Estratto fornito:
—————
La risposta migliore a questa tragedia in corso è, a mio avviso, il ritorno a forme di autoproduzione, la produzione agricola locale, la democrazia diretta comunitaria, perché la democrazia non può essere imposta dall’alto, deve partire dal basso, dalle piccole comunità, dall’educazione, per costituire forme di aggregazione e di associazione sempre più complesse e mature, la progressiva riduzione dell’apparato finanziario e industriale. La società mondiale deve fondarsi sull’autodeterminazione dei popoli, sull’affermazione delle piccole patrie portatrici di valori autentici. Ogni popolo ha diritto a crearsi una propria cultura, una storia, una civiltà, purché esse non aggrediscano i valori delle altre civiltà. 

È un errore imporre alle altre culture e civiltà il modello di vita liberale occidentale con i suoi principi giuridici, economici, culturali, bisogna rispettare le diversità purché anch’esse, ovviamente, rispettino i valori della società occidentale. Bisogna rifiutare che l’idea che la nostra, quella occidentale, sia superiore a tutte le altre, bisogna rispettare tutte le culture, a condizione che queste ultime non pretendano di imporre i loro modelli all’Occidente, questo sia a livello nazionale che internazionale. Solo le piccole patrie – organismi politico-economici ristretti – possono concretamente creare una società  legata alla terra e a forme di produzione agricole più equilibrate, meno legate all’accumulazione capitalistica, e con un sistema di valori più autentico e saldo perché più legato alla tradizione, perché la tradizione economica prevalente dei popoli è agricola.

Hanno combattuto l’attuale sistema capitalista per una società essenzialmente legata alla terra solo tre ideologie, il fascismo, il nazionalsocialismo e il comunismo sovietico, ma poiché erano organizzazioni statali totalitarie, modelli autocratici, dittatoriali e nazionalisti che fondavano la loro esistenza sulla violenza, sull’imperialismo e sul colonialismo, sono stati condannati dalla storia. L’errore primordiale del marxismo, dei partiti che si rifanno a esso, è ancora oggi pensare che l’unica forma di organizzazione sociale è il capitalismo e che dunque esso sia l’unico nemico da combattere, per questo è destinato al fallimento. Sono certamente necessarie leggi ordinarie che promuovano importanti diritti civili e il miglioramento delle condizioni di vita delle persone, ma è tutto l’ordinamento capitalistico che nei vari Paesi deve essere gradualmente riformulato se non abbattuto.
—————
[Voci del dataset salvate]
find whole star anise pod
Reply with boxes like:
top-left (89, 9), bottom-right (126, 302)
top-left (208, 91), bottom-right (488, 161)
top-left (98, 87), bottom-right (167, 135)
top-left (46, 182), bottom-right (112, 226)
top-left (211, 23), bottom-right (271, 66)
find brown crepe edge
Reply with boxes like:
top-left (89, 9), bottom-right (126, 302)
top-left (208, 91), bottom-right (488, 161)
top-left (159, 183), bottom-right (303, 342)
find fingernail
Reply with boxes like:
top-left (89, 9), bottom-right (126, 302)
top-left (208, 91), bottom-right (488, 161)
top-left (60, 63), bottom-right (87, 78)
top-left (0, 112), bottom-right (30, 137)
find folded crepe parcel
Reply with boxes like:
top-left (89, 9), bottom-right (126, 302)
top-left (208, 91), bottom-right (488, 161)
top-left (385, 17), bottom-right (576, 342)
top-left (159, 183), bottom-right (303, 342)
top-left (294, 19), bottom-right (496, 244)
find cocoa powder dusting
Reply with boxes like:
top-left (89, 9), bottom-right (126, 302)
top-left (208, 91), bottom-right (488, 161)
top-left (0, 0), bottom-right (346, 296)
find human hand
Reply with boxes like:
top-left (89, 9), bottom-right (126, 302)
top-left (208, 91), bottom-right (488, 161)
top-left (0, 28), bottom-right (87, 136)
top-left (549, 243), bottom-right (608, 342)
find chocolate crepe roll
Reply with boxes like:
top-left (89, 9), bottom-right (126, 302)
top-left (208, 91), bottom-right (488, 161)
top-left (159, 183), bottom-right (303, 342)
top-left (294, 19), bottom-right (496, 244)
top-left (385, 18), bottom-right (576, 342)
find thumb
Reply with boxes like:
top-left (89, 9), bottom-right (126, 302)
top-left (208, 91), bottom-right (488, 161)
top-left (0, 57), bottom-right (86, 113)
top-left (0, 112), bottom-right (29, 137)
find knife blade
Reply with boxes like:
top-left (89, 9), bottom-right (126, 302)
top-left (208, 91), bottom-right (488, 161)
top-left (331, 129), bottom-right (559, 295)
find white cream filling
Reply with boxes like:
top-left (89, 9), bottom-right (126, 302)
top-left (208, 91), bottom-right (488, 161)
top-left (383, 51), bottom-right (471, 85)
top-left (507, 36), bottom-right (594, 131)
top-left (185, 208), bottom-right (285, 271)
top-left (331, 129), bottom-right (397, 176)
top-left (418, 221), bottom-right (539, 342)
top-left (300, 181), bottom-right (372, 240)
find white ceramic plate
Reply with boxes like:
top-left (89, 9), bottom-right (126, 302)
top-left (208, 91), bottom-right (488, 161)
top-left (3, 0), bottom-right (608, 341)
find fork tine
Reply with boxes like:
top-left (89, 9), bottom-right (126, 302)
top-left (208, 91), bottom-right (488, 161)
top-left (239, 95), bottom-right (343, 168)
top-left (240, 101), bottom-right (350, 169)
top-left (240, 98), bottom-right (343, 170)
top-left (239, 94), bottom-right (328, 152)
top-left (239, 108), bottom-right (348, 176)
—————
Cosa serve: Riporta, dall'estratto fornito, il passo che comincia con le parole "Hanno combattuto l’attuale" e si chiude dopo "se non abbattuto.".

Risultato richiesto:
Hanno combattuto l’attuale sistema capitalista per una società essenzialmente legata alla terra solo tre ideologie, il fascismo, il nazionalsocialismo e il comunismo sovietico, ma poiché erano organizzazioni statali totalitarie, modelli autocratici, dittatoriali e nazionalisti che fondavano la loro esistenza sulla violenza, sull’imperialismo e sul colonialismo, sono stati condannati dalla storia. L’errore primordiale del marxismo, dei partiti che si rifanno a esso, è ancora oggi pensare che l’unica forma di organizzazione sociale è il capitalismo e che dunque esso sia l’unico nemico da combattere, per questo è destinato al fallimento. Sono certamente necessarie leggi ordinarie che promuovano importanti diritti civili e il miglioramento delle condizioni di vita delle persone, ma è tutto l’ordinamento capitalistico che nei vari Paesi deve essere gradualmente riformulato se non abbattuto.